-------- DATA TO USE

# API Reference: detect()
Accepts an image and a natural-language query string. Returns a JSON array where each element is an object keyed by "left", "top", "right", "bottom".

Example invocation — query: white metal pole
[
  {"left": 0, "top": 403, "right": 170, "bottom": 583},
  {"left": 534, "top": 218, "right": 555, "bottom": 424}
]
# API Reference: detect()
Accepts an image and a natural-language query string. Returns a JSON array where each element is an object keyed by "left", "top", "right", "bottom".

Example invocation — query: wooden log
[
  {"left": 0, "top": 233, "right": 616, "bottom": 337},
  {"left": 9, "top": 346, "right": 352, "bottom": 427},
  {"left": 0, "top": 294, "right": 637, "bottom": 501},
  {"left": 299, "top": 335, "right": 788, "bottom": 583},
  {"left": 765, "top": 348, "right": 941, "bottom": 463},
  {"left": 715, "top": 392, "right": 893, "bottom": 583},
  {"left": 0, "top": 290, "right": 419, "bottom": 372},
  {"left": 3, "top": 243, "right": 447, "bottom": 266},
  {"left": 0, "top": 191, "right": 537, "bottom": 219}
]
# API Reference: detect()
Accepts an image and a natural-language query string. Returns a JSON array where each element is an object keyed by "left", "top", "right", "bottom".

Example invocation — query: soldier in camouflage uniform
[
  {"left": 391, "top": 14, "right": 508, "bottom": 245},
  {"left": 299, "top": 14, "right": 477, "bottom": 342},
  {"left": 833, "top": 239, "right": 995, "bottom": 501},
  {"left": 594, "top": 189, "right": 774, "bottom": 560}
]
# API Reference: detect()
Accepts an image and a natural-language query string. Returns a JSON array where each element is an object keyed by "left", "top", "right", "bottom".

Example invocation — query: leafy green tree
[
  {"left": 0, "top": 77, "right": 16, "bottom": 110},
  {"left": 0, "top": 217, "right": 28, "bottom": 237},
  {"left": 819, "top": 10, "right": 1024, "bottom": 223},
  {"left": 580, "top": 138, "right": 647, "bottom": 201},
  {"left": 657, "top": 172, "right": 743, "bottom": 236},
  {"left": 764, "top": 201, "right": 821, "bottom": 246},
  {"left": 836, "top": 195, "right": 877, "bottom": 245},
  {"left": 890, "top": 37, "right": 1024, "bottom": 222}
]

----------------

▸ BRIEF:
Find each line in the records above that contains the word "Example" and copy every such line in full.

▸ RESPONSE TO THE EXERCISE:
Example invocation — query: white metal pole
Example invocation — query: wooden log
Example invocation — query: soldier in camouflage uniform
Example invocation — query: leafy green tree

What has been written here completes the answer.